(AIM) Give back every line of the material below word for word, but leave out the pictures.

>> Begin INPUT MATERIAL

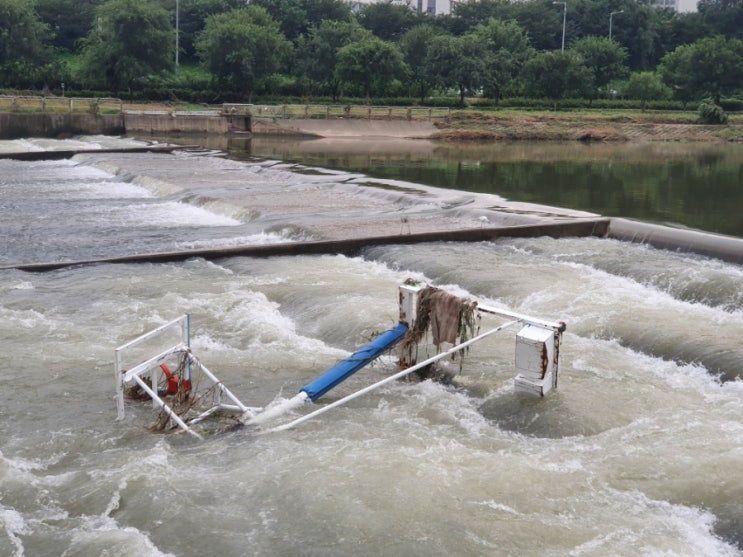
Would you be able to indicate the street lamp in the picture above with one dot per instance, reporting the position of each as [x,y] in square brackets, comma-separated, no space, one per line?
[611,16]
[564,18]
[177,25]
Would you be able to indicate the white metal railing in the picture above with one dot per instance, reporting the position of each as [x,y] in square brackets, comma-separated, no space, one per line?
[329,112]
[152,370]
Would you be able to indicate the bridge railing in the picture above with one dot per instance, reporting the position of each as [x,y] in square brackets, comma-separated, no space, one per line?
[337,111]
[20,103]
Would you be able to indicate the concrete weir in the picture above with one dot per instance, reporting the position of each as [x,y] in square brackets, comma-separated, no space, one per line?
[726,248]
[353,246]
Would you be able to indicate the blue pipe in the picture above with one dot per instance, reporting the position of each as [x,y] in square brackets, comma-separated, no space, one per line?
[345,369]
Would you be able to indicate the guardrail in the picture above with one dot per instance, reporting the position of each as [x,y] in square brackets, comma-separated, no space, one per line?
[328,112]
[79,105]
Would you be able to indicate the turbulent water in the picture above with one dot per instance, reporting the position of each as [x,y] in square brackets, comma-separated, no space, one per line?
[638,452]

>> End INPUT MATERIAL

(EXERCISE SOLUTION)
Would you be able to indicate the street lamp in the picture above with one dot per instance, reporting the position of each as [x,y] in square brackets, comma-separated, no space, one per line?
[611,16]
[564,18]
[177,25]
Would you be able to indicate the white metal railing in the picture above with one dot per instance, reporting the position of each as [x,y] in square brackets, comma-separated, no space, one per line?
[329,112]
[152,370]
Would you be able to indicate the bridge railing in the picture above with one dot per instance, reporting the position of each as [x,y] in square brackets, comma-separated, no space, one per line?
[337,111]
[20,103]
Would you be able to indicate the concrete weir in the picture above with one dot per instance, reporting the position of each as [x,y] in square brackets, comma-separated, no space, one per line?
[726,248]
[353,246]
Would you be able to indicate the blue pipe in the picture above with one dot per instance, reporting the position of each as [x,y] in square brackets, comma-separated, no space, one per line?
[345,369]
Would you be able to indicate the guardrail in the picture above with one dot per instance, reporting the position of each as [x,y] in square brackets, comma-separated, no space, one per line?
[328,112]
[79,105]
Would you be able to indicate the turbulent water in the picture above with one dot per instance, reporting the position of each as [x,y] in square brackets, comma-separated, no space, one per line?
[638,452]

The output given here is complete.